INSTRUCTION - Reproduce each of the following records word for word, leaving every line unchanged.

start

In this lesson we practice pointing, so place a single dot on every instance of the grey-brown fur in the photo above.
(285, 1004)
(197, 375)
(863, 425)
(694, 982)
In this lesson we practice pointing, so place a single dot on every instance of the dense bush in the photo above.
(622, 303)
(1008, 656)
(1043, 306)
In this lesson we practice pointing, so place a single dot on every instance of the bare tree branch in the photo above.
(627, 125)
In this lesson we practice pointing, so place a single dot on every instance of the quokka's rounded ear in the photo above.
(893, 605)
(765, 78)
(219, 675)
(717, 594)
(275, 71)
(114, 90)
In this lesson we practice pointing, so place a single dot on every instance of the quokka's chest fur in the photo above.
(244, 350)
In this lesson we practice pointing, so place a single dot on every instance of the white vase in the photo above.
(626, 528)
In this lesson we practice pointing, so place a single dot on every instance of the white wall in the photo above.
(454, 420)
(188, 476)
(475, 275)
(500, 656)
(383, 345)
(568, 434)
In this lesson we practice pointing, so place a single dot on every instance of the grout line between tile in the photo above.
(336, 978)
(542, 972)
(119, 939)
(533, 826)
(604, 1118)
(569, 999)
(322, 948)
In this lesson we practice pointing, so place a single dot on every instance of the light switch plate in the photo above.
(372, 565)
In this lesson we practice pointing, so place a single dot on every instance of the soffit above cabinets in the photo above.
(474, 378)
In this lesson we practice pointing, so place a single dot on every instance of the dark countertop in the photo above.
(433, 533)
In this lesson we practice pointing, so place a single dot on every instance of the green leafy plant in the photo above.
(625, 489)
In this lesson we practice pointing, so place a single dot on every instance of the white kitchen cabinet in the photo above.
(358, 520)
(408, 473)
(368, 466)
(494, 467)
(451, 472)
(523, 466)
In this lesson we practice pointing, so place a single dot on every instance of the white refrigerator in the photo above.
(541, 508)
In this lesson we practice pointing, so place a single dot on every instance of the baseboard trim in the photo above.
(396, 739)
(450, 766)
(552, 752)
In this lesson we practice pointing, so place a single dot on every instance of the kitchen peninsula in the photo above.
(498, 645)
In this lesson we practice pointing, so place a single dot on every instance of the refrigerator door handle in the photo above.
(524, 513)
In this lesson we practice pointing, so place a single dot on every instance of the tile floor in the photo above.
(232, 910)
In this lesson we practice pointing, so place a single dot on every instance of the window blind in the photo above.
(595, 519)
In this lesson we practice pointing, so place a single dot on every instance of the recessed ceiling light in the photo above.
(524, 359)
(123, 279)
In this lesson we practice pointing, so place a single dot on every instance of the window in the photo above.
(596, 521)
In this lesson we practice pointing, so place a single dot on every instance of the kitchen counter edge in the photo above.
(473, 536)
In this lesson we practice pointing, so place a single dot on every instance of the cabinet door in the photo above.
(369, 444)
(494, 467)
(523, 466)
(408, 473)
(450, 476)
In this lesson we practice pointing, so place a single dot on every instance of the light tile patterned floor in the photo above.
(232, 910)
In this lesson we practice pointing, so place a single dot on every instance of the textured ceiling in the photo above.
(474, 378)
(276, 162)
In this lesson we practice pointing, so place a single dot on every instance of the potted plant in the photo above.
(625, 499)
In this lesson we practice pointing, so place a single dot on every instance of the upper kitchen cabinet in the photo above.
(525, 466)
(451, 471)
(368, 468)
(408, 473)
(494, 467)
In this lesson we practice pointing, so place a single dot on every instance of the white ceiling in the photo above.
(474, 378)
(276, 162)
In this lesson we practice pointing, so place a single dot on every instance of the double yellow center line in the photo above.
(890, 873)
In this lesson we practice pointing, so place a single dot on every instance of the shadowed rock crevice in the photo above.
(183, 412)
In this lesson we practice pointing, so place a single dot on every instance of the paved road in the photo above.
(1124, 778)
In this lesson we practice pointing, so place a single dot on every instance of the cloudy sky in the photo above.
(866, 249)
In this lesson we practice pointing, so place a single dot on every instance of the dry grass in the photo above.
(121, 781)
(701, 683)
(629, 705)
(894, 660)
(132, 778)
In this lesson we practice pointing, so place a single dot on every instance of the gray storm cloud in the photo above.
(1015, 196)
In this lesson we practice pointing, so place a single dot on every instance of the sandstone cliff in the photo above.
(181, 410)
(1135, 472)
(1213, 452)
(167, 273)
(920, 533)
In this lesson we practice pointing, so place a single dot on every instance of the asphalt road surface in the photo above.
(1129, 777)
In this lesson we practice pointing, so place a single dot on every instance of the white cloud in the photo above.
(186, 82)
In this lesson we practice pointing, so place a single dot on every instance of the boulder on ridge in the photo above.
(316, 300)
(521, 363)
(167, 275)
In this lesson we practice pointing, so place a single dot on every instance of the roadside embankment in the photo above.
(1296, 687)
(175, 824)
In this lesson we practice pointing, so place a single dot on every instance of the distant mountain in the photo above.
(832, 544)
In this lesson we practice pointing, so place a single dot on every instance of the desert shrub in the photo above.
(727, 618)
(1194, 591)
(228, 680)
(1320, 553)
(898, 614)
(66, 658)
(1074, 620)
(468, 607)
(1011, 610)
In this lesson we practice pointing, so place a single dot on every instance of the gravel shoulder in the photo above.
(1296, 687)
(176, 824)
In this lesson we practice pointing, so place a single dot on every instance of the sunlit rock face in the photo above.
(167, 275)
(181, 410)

end

CORRECT RESULT -
In this lesson we practice pointing, so place a single dot on every instance of the grey-brown fur in the photo above.
(285, 1004)
(197, 375)
(863, 425)
(694, 982)
In this lesson we practice pointing, so place a single dot on every instance of the dense bush in the photo above.
(622, 303)
(1008, 656)
(1043, 306)
In this lesson we practice pointing, so place a single dot on every instance of the bare tree branch in the photo above.
(627, 125)
In this lesson we practice pointing, so place a single dot on every instance of the quokka's rounded ear in the photo above.
(893, 605)
(765, 78)
(219, 675)
(717, 594)
(275, 71)
(114, 90)
In this lesson we practice pointing, so place a single dot on every instance of the quokka's chest fur in the photo above.
(244, 350)
In this lesson we practice pointing, so place a single dot on every instance of the white vase in the photo above.
(626, 528)
In this lesson we practice pointing, so place a single dot on every instance of the white wall in the photo above.
(454, 420)
(188, 476)
(475, 275)
(500, 656)
(383, 345)
(568, 434)
In this lesson we practice pointing, so place a single dot on every instance of the grout line between tile in the photo above.
(336, 978)
(542, 972)
(119, 939)
(533, 826)
(604, 1118)
(569, 999)
(322, 948)
In this lesson we practice pointing, so place a single dot on every instance of the light switch plate in the photo above.
(372, 565)
In this lesson we practice pointing, so place a single dot on every instance of the soffit above cabinets in the photo above.
(474, 378)
In this lesson we practice pointing, so place a single dot on every instance of the dark countertop in the photo above.
(433, 533)
In this lesson we practice pointing, so place a single dot on every instance of the green leafy plant in the photo above.
(625, 489)
In this lesson we practice pointing, so place a single dot on every instance of the white kitchen cabinet in the photo above.
(358, 520)
(408, 473)
(368, 466)
(494, 467)
(451, 472)
(523, 466)
In this lesson we practice pointing, so place a single dot on every instance of the white refrigerator in the photo above.
(541, 508)
In this lesson we practice pointing, so place a single dot on every instance of the baseboard trim in the photo above.
(396, 739)
(450, 766)
(552, 752)
In this lesson we practice pointing, so place a single dot on every instance of the kitchen peninsula in the photo above.
(498, 645)
In this lesson we practice pointing, so place a single dot on every instance of the refrigerator door handle in the photo above.
(524, 513)
In this lesson we practice pointing, so place a single dot on every instance of the tile floor in the photo above.
(232, 910)
In this lesson we practice pointing, so place a single dot on every instance of the window blind in the photo above.
(595, 519)
In this lesson we practice pointing, so place a single dot on every instance of the recessed ceiling light in the photo above.
(524, 359)
(123, 279)
In this lesson we practice pointing, so place a single dot on every instance of the window in the photo above.
(596, 521)
In this lesson we practice pointing, so place a single dot on every instance of the kitchen counter edge in the photo above.
(473, 536)
In this lesson we practice pointing, so place a single dot on every instance of the cabinet door in the photo above.
(369, 444)
(494, 467)
(523, 466)
(408, 473)
(450, 476)
In this lesson we practice pointing, so place a single dot on every instance of the light tile patterned floor in the photo above.
(232, 910)
In this lesson we practice pointing, so place a single dot on every instance of the textured ceiling in the photo above.
(474, 378)
(276, 162)
In this lesson we practice pointing, so place a single dot on every instance of the potted plant in the photo above.
(625, 499)
In this lesson we practice pointing, so place a single dot on every instance of the upper kitchen cabinet in the photo above.
(525, 466)
(451, 471)
(368, 468)
(408, 473)
(494, 467)
In this lesson we practice pointing, so place a single dot on every instance of the white ceiling in the photo above.
(474, 378)
(276, 162)
In this lesson we practice pointing, so place a single dot on every instance of the double yellow center line in the photo above.
(890, 873)
In this lesson we practice pointing, so place a single dot on every instance of the shadowed rock crevice in the photo above.
(183, 412)
In this lesson we practice pointing, so place a single dot on every instance of the paved road in the photo above.
(1124, 778)
In this lesson we practice pointing, so place a single dot on every instance of the cloudy sky in the photo above.
(866, 249)
In this lesson we practice pointing, so place a single dot on every instance of the dry grass in the photo above.
(121, 781)
(701, 683)
(629, 705)
(894, 660)
(132, 778)
In this lesson we practice pointing, so place a single dot on every instance of the gray storm cloud in the photo above.
(1015, 196)
In this lesson we practice pointing, so place a single dot on every instance of the sandstone cliff in the photo above.
(181, 410)
(1135, 472)
(1213, 452)
(167, 273)
(920, 533)
In this lesson we practice pointing, so place a single dot on every instance of the asphalt road surface in the photo above.
(1129, 777)
In this lesson we practice pointing, so place a single dot on every instance of the white cloud in the photo above.
(186, 82)
In this lesson we practice pointing, so place a single dot on every instance of the boulder on ridge in the photo above.
(316, 300)
(521, 363)
(167, 275)
In this lesson we practice pointing, so place a single dot on every instance of the roadside embankment in the photo above.
(1296, 687)
(175, 824)
In this lesson we practice pointing, so place a single dot on every instance of the distant mountain in the photo above.
(832, 544)
In this lesson we practice pointing, so place a single dot on every instance of the desert shrub in the photo above.
(727, 618)
(1194, 591)
(228, 680)
(1320, 553)
(898, 614)
(66, 658)
(1074, 620)
(468, 607)
(1011, 610)
In this lesson we practice pointing, so place a single dot on every instance of the gravel shoulder in the photo above.
(1296, 687)
(176, 824)
In this lesson we practice pointing, so place a single dot on every instance of the sunlit rock face in the photo above.
(167, 275)
(181, 410)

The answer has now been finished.